Texte:
——————————

Elle affirme que la société Eurotab s'est prévalue dans son assignation et qu'elle fondait une partie de ses prétentions dans le cadre de sa requête en assignation à jour fixe sur les termes de l'article L 442-6 du Code de commerce.
Elle ajoute que le tribunal de commerce devait nécessairement apprécier la recevabilité des demandes et fondements nouveaux pour déterminer sa compétence.
Elle prétend que la demande d'évocation est irrecevable, du fait de l'irrecevabilité du contredit et en tout état de cause est infondée, compte tenu du délai écoulé depuis la saisine du Président du tribunal de commerce le 11 juillet 2013.
Elle se prévaut d'un "appel intégral" formé par la société Eurotab devant la Cour d'appel de Paris, valant désistement implicite du contredit, excipant de l'article 397 du Code de procédure civile
Pour satisfaire aux dispositions de l'article 455 du Code de procédure civile, il est expressément renvoyé pour plus de précisions sur les faits, prétentions et arguments des parties à la décision entreprise et aux conclusions récapitulatives régulièrement déposées et ci-dessus visées.

——————————

Lignes de données:

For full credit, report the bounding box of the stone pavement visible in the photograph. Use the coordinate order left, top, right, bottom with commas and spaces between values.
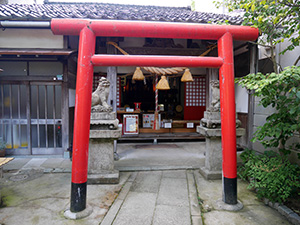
0, 143, 296, 225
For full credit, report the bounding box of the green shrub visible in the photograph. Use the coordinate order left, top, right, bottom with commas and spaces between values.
238, 150, 300, 203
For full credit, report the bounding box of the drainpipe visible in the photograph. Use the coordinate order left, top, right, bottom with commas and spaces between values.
0, 21, 51, 29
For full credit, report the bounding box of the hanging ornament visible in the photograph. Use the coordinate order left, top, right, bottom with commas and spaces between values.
156, 76, 170, 90
181, 68, 194, 82
132, 67, 145, 80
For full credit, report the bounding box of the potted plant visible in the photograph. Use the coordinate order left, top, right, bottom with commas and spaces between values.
0, 138, 6, 157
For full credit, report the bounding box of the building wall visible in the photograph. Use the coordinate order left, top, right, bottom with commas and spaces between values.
0, 29, 63, 49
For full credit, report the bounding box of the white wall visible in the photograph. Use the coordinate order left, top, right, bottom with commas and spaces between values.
235, 84, 248, 113
253, 42, 300, 156
0, 29, 63, 49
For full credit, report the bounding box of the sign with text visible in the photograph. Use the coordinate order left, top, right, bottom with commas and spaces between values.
123, 115, 139, 134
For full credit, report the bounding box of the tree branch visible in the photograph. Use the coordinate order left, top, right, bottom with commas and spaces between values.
294, 55, 300, 66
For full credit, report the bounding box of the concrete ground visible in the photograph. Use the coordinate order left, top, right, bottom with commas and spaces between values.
0, 142, 290, 225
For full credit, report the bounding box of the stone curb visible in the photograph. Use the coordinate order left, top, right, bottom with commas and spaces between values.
100, 172, 137, 225
264, 198, 300, 225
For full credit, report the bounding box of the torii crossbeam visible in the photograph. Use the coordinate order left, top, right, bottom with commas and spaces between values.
51, 19, 259, 213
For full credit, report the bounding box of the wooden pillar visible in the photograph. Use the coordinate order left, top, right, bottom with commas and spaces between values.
247, 45, 258, 149
61, 60, 70, 152
107, 41, 117, 112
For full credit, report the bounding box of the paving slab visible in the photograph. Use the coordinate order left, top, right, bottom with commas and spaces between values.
194, 171, 290, 225
41, 158, 65, 168
22, 158, 48, 169
113, 192, 156, 225
157, 178, 189, 207
130, 171, 162, 193
153, 205, 191, 225
3, 158, 31, 172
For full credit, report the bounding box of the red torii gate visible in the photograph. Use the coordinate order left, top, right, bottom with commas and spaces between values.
51, 19, 259, 213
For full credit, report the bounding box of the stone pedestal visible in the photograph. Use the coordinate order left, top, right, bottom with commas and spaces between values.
197, 112, 245, 180
88, 113, 122, 184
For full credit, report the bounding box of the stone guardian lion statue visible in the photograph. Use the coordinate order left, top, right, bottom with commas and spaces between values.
92, 77, 112, 112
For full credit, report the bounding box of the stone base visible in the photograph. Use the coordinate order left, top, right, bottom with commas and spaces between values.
216, 199, 244, 212
199, 167, 222, 180
64, 206, 93, 220
87, 170, 120, 184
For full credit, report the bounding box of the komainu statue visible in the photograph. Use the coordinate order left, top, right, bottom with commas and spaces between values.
92, 77, 112, 112
207, 80, 220, 112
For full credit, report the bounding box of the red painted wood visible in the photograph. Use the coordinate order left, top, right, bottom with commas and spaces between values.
92, 55, 223, 68
218, 33, 237, 178
72, 27, 96, 184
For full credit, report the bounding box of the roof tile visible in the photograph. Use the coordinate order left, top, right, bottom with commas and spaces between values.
0, 3, 242, 24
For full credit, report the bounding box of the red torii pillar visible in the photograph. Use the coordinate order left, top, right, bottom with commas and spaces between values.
51, 19, 258, 213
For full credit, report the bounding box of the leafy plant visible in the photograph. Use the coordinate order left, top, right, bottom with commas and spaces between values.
0, 138, 6, 149
215, 0, 300, 73
238, 150, 300, 203
236, 66, 300, 155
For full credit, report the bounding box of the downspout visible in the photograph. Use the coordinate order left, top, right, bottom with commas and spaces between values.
0, 20, 51, 29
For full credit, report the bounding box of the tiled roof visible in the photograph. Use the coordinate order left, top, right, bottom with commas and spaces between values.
0, 3, 241, 24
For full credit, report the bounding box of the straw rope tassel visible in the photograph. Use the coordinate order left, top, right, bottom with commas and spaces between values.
153, 74, 159, 130
107, 41, 217, 75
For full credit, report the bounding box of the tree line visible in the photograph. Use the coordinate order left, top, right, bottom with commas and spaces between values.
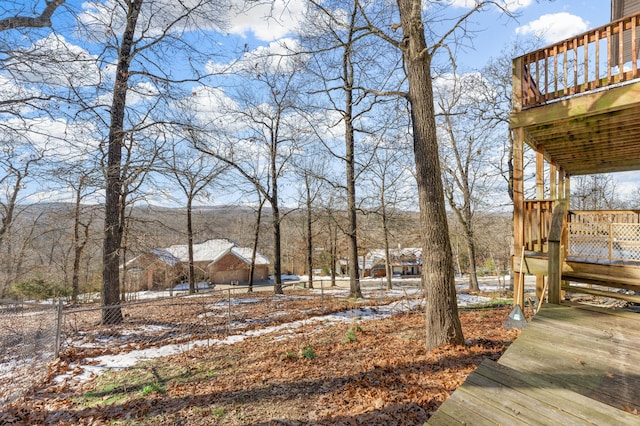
5, 0, 628, 347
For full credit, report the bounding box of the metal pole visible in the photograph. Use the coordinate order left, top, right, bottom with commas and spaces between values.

——————————

Consigne donnée A:
Répondez à ces questions sur le texte :
(i) Quel article du Code de commerce la société Eurotab a-t-elle invoqué dans son assignation ?
(ii) À quelle date le Président du tribunal de commerce a-t-il été saisi ?
(iii) Devant quelle cour la société Eurotab a-t-elle formé un « appel intégral » ?
Consigne donnée B:
Réécrivez les lignes de données depuis celle qui contient « For full credit, report the bounding box of the wooden » jusqu'à celle qui contient « 87, 170, 120, 184 », toutes deux comprises. Substituez-y « stone » par « granite » et laissez tout le reste identique.
Les lignes n'ont aucun rapport avec le texte.

Résultat correct A:
(i) L'article L 442-6 du Code de commerce.
(ii) Le 11 juillet 2013.
(iii) La Cour d'appel de Paris.

Résultat correct B:
For full credit, report the bounding box of the wooden pillar visible in the photograph. Use the coordinate order left, top, right, bottom with commas and spaces between values.
247, 45, 258, 149
61, 60, 70, 152
107, 41, 117, 112
For full credit, report the bounding box of the paving slab visible in the photograph. Use the coordinate order left, top, right, bottom with commas and spaces between values.
194, 171, 290, 225
41, 158, 65, 168
22, 158, 48, 169
113, 192, 156, 225
157, 178, 189, 207
130, 171, 162, 193
153, 205, 191, 225
3, 158, 31, 172
For full credit, report the bounding box of the red torii gate visible in the photograph. Use the coordinate order left, top, right, bottom with commas and spaces between values.
51, 19, 259, 213
For full credit, report the bounding box of the granite pedestal visible in the photograph. Use the coordinate order left, top, right, bottom with commas and spaces between values.
197, 112, 245, 180
88, 113, 122, 184
For full credit, report the bounding box of the granite guardian lion statue visible in the photograph. Use the coordinate order left, top, right, bottom with commas and spaces between values.
92, 77, 112, 112
For full credit, report the bounding box of the granite base visible in the photograph. Use the coordinate order left, top, right, bottom with commas and spaces between values.
216, 199, 244, 212
199, 167, 222, 180
64, 206, 93, 220
87, 170, 120, 184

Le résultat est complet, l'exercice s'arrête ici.